### [Task]
All the data should come back exactly as it was given.

(Stored records)

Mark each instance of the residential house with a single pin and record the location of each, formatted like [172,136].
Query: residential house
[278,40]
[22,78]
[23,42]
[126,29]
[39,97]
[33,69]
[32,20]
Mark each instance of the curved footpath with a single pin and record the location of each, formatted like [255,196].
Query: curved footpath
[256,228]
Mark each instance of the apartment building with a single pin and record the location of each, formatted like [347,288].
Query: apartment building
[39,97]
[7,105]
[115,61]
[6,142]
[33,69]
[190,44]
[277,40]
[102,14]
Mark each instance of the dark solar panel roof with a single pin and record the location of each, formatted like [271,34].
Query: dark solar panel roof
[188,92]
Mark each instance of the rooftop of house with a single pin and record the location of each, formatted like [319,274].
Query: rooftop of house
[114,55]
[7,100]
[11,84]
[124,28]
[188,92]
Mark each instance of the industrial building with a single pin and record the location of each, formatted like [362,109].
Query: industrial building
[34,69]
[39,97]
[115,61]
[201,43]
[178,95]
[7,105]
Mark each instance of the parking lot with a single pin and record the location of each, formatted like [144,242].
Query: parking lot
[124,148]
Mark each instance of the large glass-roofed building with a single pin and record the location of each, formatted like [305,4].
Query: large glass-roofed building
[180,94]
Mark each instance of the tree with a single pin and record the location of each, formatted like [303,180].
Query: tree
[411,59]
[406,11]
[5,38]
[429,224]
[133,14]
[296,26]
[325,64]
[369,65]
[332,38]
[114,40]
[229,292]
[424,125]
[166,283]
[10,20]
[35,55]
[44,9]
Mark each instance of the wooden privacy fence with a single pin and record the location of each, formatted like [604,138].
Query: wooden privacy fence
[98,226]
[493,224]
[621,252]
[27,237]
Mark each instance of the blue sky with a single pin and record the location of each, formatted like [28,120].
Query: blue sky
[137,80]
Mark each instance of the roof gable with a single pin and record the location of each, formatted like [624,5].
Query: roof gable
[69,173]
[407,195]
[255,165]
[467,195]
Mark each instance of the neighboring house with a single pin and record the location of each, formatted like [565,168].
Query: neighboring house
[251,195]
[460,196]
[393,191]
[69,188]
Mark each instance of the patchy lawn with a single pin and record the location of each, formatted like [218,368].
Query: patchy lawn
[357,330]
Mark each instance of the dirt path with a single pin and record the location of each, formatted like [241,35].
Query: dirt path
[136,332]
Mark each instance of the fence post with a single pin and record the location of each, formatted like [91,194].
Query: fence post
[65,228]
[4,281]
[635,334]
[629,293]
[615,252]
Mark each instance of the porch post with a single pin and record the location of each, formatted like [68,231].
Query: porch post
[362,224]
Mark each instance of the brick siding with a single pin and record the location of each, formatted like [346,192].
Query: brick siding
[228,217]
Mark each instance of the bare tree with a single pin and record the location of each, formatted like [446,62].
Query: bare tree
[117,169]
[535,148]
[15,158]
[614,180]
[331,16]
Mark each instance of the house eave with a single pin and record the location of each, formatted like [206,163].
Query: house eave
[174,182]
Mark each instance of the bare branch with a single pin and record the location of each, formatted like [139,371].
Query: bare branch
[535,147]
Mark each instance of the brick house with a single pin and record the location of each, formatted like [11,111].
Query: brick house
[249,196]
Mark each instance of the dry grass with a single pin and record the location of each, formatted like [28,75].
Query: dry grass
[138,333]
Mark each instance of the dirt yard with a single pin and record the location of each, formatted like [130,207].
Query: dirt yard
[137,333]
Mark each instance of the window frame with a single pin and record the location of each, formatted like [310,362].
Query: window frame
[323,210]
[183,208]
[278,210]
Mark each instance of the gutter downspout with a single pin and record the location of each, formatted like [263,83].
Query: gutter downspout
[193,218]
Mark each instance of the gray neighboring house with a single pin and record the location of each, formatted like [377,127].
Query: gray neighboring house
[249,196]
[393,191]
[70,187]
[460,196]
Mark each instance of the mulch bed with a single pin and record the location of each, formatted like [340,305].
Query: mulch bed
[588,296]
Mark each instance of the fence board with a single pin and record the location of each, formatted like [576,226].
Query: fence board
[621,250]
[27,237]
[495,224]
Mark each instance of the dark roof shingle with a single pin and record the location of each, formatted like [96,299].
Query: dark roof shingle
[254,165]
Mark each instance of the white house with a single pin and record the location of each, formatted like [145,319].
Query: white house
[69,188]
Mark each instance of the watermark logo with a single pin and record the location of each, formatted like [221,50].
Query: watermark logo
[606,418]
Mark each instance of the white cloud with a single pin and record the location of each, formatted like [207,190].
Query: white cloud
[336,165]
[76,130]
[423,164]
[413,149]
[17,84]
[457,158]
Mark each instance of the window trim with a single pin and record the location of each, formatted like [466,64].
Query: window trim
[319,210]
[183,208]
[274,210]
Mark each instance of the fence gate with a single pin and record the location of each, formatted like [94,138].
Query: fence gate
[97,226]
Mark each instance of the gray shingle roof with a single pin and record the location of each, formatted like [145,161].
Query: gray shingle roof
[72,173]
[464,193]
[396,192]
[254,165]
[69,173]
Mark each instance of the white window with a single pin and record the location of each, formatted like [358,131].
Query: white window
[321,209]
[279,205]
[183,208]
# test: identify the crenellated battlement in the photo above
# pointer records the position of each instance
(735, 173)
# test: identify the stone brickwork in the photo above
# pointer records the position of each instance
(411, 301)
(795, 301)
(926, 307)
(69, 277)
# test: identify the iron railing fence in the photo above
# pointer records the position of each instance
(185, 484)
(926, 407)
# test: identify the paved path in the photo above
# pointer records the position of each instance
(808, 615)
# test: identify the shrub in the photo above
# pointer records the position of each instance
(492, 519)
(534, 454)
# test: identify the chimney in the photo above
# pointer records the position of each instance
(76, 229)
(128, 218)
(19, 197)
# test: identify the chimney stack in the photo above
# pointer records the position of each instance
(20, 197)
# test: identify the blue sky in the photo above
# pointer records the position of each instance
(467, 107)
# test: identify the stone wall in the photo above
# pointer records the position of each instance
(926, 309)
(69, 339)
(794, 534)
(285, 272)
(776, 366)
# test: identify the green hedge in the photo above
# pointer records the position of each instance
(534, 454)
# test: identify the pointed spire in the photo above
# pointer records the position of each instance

### [Task answer]
Mark each instance of the residential house with a single pin and record the location of each, formatted like [172,136].
Query: residential house
[278,40]
[22,78]
[23,42]
[126,29]
[39,97]
[33,69]
[32,20]
Mark each instance of the curved footpath with a single pin and record the location of each, formatted like [255,196].
Query: curved footpath
[256,228]
Mark each instance of the apartment building with a single pin and record the location of each, formatted like [347,288].
Query: apartment building
[39,97]
[7,105]
[115,61]
[6,142]
[33,69]
[190,44]
[277,40]
[102,14]
Mark each instance of the dark solar panel roof with a single pin and record the location of each, formatted like [271,34].
Query: dark solar panel roof
[188,92]
Mark each instance of the rooftop of house with a single pin and record the location of each, formatted like [319,274].
Query: rooftop of house
[114,55]
[7,100]
[11,84]
[124,28]
[188,92]
Mark each instance of the industrial building with a single pin and record the location of each, formatted like [362,109].
Query: industrial building
[34,69]
[39,97]
[115,61]
[201,43]
[178,95]
[7,105]
Mark each instance of the parking lot with a single pin and record the location of each, formatted like [144,242].
Query: parking lot
[124,148]
Mark each instance of the large glass-roofed building with a single pin and record the location of each, formatted like [305,4].
Query: large glass-roofed building
[180,94]
Mark each instance of the tree with a single pin and record the location of each, formatted like [303,180].
Query: tree
[411,59]
[406,11]
[5,38]
[429,224]
[133,14]
[296,26]
[325,64]
[369,65]
[332,38]
[114,40]
[229,292]
[424,125]
[166,283]
[10,20]
[35,55]
[44,9]
Mark each instance of the wooden privacy fence with a single pin and record the location of each, formatted like [604,138].
Query: wooden privacy fence
[98,226]
[493,224]
[621,252]
[27,237]
Mark each instance of the blue sky with a single pin and record the location of each, formatted like [28,120].
Query: blue sky
[137,80]
Mark each instance of the roof gable with a single pin and record the location of each, formatted like [624,5].
Query: roof gable
[69,173]
[407,195]
[255,165]
[467,195]
Mark each instance of the neighboring house with a single pin and record the location of each, formatted like [565,168].
Query: neighboring house
[251,195]
[460,196]
[393,191]
[69,188]
Mark each instance of the patchy lawn with a single pin and record the location of each, formatted like [218,368].
Query: patchy lawn
[357,330]
Mark each instance of the dirt path with a single pin and record the location of each, formatted like [241,35].
Query: dirt path
[136,332]
Mark each instance of the fence post with a single pin and record the location of each, formatted like [91,194].
Query: fence post
[65,228]
[4,281]
[635,334]
[629,293]
[615,252]
Mark each instance of the porch post with a single pin and record the location of each, formatted like [68,231].
Query: porch post
[362,224]
Mark each instance of the brick siding with a single pin and record the location of each, formatted like [346,192].
Query: brick siding
[228,217]
Mark each instance of the bare tree with a single pin and record the location of each, formatted like [446,62].
Query: bare tree
[117,169]
[535,148]
[15,158]
[614,180]
[331,16]
Mark each instance of the house eave with a single pin and record the location of each, formatted like [206,163].
Query: house eave
[174,182]
Mark each instance of the bare branch with a single pin and record the location of each, formatted like [139,371].
Query: bare branch
[535,147]
Mark each instance of the brick house with a single pin and record the location of each, formatted like [11,111].
Query: brick house
[249,196]
Mark each instance of the dry grass with a single pin and record the location of each, formatted like [28,75].
Query: dry grass
[138,333]
Mark each instance of the dirt yard with a single pin and record the location of each, formatted like [130,207].
Query: dirt yard
[137,333]
Mark each instance of the window frame with a single pin and record the location of each, formatted like [310,362].
Query: window frame
[323,210]
[183,208]
[278,210]
Mark each instance of the gutter downspout with a single pin and record the location of each, formatted like [263,83].
Query: gutter downspout
[193,218]
Mark each instance of the gray neighboring house with a single pin and record the location of each, formatted like [377,127].
Query: gray neighboring house
[249,196]
[393,191]
[70,187]
[460,196]
Mark each instance of the mulch bed with a single pin and record the location of each, formatted like [340,305].
Query: mulch bed
[588,296]
Mark each instance of the fence board with a single pin and record the location of each, formatted like [576,226].
Query: fence board
[621,250]
[27,237]
[495,224]
Mark each instance of the dark roof shingle with a single pin and record the location of each, formatted like [96,299].
Query: dark roof shingle
[254,165]
Mark each instance of the white house with a single pin and record the location of each, formatted like [145,319].
Query: white house
[69,188]
Mark each instance of the watermark logo with a single pin and record the location of each, formatted like [221,50].
Query: watermark logo
[606,418]
Mark each instance of the white cloud with a single pin and record the location of each, formatted like [207,190].
Query: white cloud
[336,165]
[76,130]
[423,164]
[413,149]
[17,84]
[457,158]
Mark each instance of the window trim with a single pin and record the location of each, formatted like [466,64].
Query: window trim
[319,210]
[183,208]
[274,210]
Mark each instance of the fence gate with a single pin and record the location of each, formatted like [94,138].
Query: fence gate
[97,226]
Mark each instance of the gray shingle roof with a single pin and record the location of each, formatted like [145,161].
Query: gray shingle roof
[72,173]
[464,193]
[396,192]
[254,165]
[69,173]
Mark each instance of the white window with a single pin and record the location of each, formatted like [358,131].
Query: white window
[321,209]
[279,205]
[183,208]
# test: identify the crenellated battlement in the photo above
# pointer records the position of each instance
(735, 173)
# test: identify the stone brickwork in the photo above
# pointer records the position of each instance
(411, 301)
(795, 301)
(926, 307)
(69, 277)
# test: identify the iron railing fence in the photo above
# pointer records the position of each instance
(185, 484)
(926, 407)
# test: identify the paved path in the photo above
# pointer records the position of each instance
(808, 615)
# test: identify the shrub in the photo above
# pointer records the position of each instance
(492, 519)
(534, 454)
# test: identify the chimney in the photo above
# pointer records the position of each instance
(76, 229)
(128, 218)
(19, 197)
# test: identify the chimney stack in the photo above
# pointer records the position of each instance
(20, 197)
# test: identify the blue sky in the photo above
# pointer records the position of each instance
(467, 107)
# test: identify the stone wall in the photo above
# pointer records the position of each instance
(926, 309)
(69, 339)
(794, 534)
(285, 272)
(776, 366)
# test: identify the green hedge in the photo above
# pointer records the position of each instance
(534, 454)
# test: identify the pointed spire in the photo above
# pointer records the position of each instance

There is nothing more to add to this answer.